AÇÃO NECESSÁRIA: Continue a crônica "O pior ano das nossas vidas", reproduzida abaixo, a partir da última frase apresentada.

TEXTO PARA ANÁLISE:
┏━━

O pior ano das nossas vidas

Wanderson Nogueira

Observatório

Jornalista, cronista, comentarista esportivo, já foi vereador e deputado. Ufa! Com um currículo louvável, o vascaíno Wanderson Nogueira atua com garra no time de A VOZ DA SERRA em Observatório, sua coluna às terças e quintas.

sexta-feira, 31 de dezembro de 2021

Sei que o título assusta. Me assusta também. Porém, igualmente me enche de esperança. Porque não é um tributo às nossas mazelas, mas um decreto: se foi o pior, só o melhor nos visitará a partir de agora.

Sei que cada um teve suas conquistas e dramas. Individualmente – o ano, essa coleção de meses, semanas, dias e horas – é particular para cada um. Com chegadas e partidas, com perrengues financeiros e de saúde, com progresso e prosperidade, com metas alcançadas e outras abandonadas. Com começos, novos começos e fins que se quis e outros que não se desejou. E os próximos anos seguirão sendo assim, com mais ou menos intensidade, aqui e acolá.

┗━━

SEÇÃO DE DADOS:
┏━━

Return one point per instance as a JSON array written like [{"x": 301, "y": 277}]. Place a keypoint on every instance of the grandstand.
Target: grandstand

┗━━

RESULTADO DA TAREFA:
Mas e coletivamente? Seria o coletivo a reunião de cada querer individual? Outras forças nos atravessam e nos influenciam? O quanto o que a sociedade faz me impede ou me possibilita ser mais feliz?

O que suponho saber é que o pior ano das nossas vidas está terminando. E por mais cruel que possa ter sido, é anúncio de boas novas! Se o pior se despede, é porque o melhor ainda está por vir. Não é apenas parte da minha natureza otimista. É a constatação quase que matemática, confirmada pela sabedoria popular no seu célebre ditado: “depois da tempestade, vem a bonança”.

Nunca demos tantos adeuses. E não é uma percepção sem lógica. Nunca se morreu tanta gente. Está nos números que são mais que CPFs. São rostos que só habitam agora a nossa saudade. O triste nisso tudo é saber que várias dessas mortes seriam evitáveis.

Veio a vacina, feita pela ciência em tempo recorde, que repele o vírus. Outra vacina, no entanto, está em processo lento e depende de cada um de nós: a vacina do anti negacionismo.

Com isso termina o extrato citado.